Give back, unchanged, each line from the one containing "Where can the distant" through the last line of the entries below.

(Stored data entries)
#####

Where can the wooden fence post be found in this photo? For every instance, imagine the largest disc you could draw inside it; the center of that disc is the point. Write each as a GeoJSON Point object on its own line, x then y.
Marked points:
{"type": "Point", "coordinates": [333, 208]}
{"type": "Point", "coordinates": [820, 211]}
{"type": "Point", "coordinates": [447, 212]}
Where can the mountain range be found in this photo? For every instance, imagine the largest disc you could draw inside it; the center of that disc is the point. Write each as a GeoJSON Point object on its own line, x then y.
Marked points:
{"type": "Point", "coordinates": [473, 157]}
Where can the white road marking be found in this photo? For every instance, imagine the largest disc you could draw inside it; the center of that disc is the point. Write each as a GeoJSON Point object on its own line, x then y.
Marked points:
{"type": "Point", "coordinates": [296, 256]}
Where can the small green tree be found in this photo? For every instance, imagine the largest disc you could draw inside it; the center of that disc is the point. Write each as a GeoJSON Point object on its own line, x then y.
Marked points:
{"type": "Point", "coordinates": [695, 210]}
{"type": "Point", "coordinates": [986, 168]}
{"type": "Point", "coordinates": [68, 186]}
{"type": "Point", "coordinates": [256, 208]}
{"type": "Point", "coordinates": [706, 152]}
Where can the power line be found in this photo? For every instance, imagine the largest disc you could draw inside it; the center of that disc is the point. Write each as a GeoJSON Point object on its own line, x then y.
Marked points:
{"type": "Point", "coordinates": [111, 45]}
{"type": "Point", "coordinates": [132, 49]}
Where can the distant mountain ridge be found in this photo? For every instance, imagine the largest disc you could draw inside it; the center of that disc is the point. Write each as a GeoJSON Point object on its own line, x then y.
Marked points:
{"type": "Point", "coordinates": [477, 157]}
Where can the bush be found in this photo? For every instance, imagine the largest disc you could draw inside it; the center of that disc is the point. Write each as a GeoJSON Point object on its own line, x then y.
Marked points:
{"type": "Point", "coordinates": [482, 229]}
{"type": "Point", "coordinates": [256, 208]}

#####

**Written reply:**
Where can the distant mountain ridge be found in this photo? For every instance, imagine the largest disc you could draw inside it; the center of that disc is the point. Write each as a GeoJSON Point object on its own line, x then y.
Marked points:
{"type": "Point", "coordinates": [477, 157]}
Where can the bush be found in this photo? For every instance, imagine the largest disc you could draw inside it; the center of that disc is the point. Write each as a GeoJSON Point object on its own line, x then y.
Marked points:
{"type": "Point", "coordinates": [482, 229]}
{"type": "Point", "coordinates": [256, 208]}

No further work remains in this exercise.